═════ EXCERPTED PASSAGE ═════
Initial efforts to provide minimal protection for fisheries grew out of the concern resource agencies had for the loss of habitats resulting from reservoir and water development during the mid-twentieth century. Methods were developed that combined hydrologic analysis, observations of habitat quality and expertise in riverine fish ecology. The results of these early methods, however, provided less than optimal conditions for fisheries. Minimum flow levels were set for stream reaches below which no water could be drawn for consumptive use. These flows provided minimum protection and did not account for different "life-stage" needs of fish.

Following enactment of the National Environmental Policy Act (NEPA) of 1970, attention was shifted from minimum flows to the evaluation of alternative designs and operations of federally funded water projects. Methods capable of quantifying the effect of incremental changes in streamflow to evaluate a series of possible alternative development schemes were needed (Stalnaker 1993).

The need for quantified data led to research addressing life-stage-specific habitat versus flow relationships for selected species and the establishment of the key chemical and physical attributes that control fish well being. The set of attributes that consistently were shown to contribute significantly to the variation of fish population and production included water velocity, minimal water depths, instream objects such as cover, bottom substrate materials (with particular emphasis on the amount of fines in the interstitial spaces within coarse bed elements), water temperature, dissolved oxygen, total alkalinity, turbidity, and light penetration through the water column (Gosse and Helm 1981; Shirvell and Dungey 1983).

Review and assessment of federal water projects progressed into licensing application review of hundreds of small hydropower projects in the late 1970’s through early 1980’s. During this transition period the Instream Flow Incremental Methodology (IFIM) was developed under the guidance of the U.S. Fish and Wildlife Service (Trihey and Stalnaker 1985). Incremental methods became solidified as the tool of choice over the next 10 years as hundreds of federal reservoirs applied for relicensing. Multiple demands were being placed on water resources that needed to be balanced in the application review. Hydropower companies wanted to change reservoir management to enhance revenue, resource agencies looked at relicensing as a way to restore long-impacted riverine aquatic resources and recreational interests saw opportunities for improve river recreational uses.

 

3.2 Integration with GIS

Making decisions about river system management has grown to involve multiple parties with competing interests. Multi-disciplinary teams participate in IFIM projects to give voice to each interest. GIS provides the spatial context for building and analyzing the relationships between the various demands. Initial attempts at quantifying river management impacts to aquatic habitats were one-dimensional, that is they looked only at a few river cross-sections to determine habitat conditions and extrapolated this value to larger river segments. Current methods employ 2D approaches that can more accurately depict and quantify values at scales applicable for individual fish species and that can integrate data at various scales.
═════
#### [STATED EXERCISE]
In the passage on instream flow protection for fisheries, why were methods that quantify the effect of incremental changes in streamflow needed after NEPA was enacted in 1970? Answer in one to three sentences.
═════ PROVIDED DATA ═════
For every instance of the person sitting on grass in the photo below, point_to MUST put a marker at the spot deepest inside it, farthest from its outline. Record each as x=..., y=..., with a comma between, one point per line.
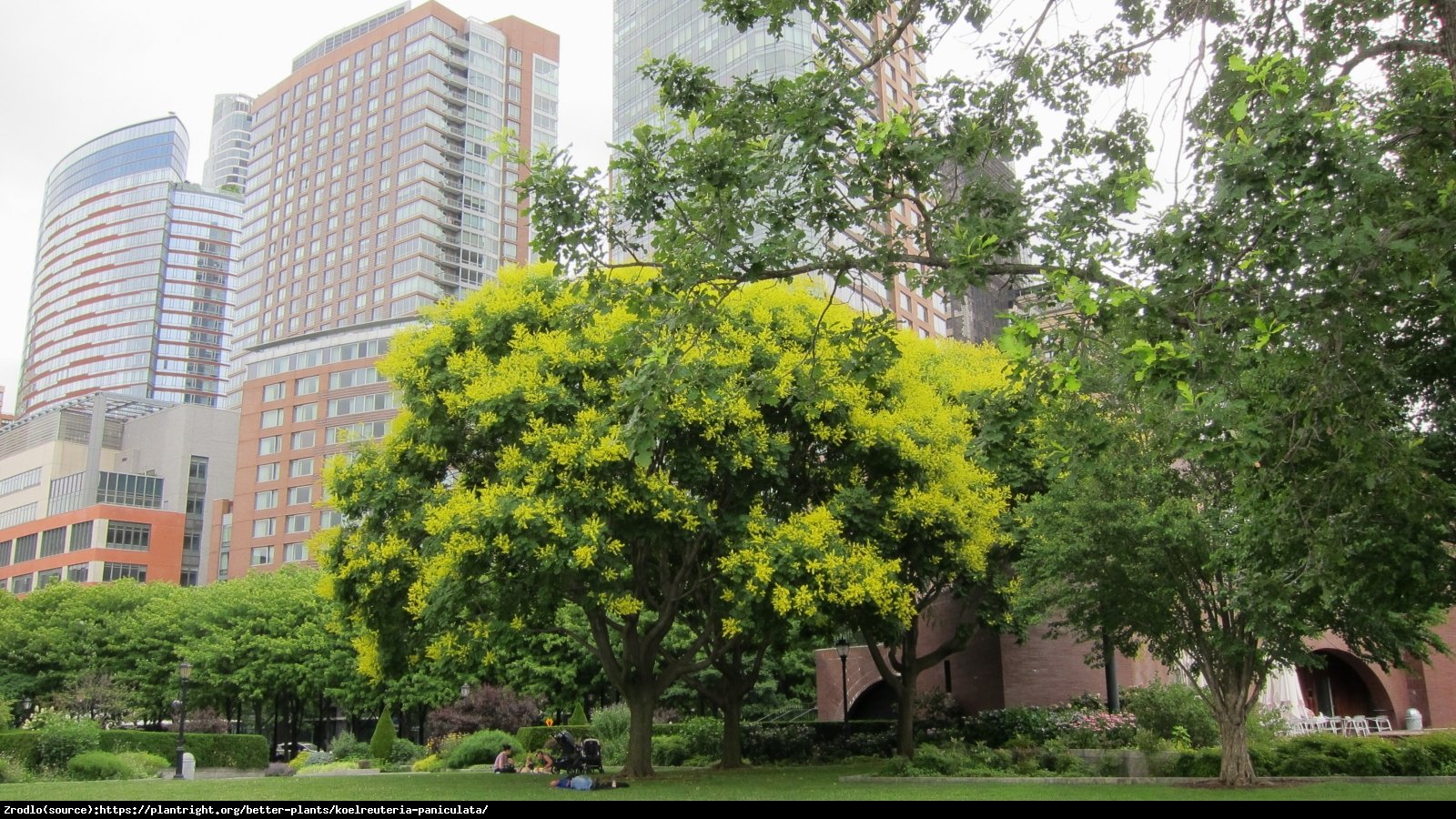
═════
#### [THE COMPLETED TASK]
After NEPA, attention shifted from minimum flows to evaluating alternative designs and operations of federally funded water projects. Methods that could quantify the effect of incremental streamflow changes were needed to evaluate a series of possible alternative development schemes.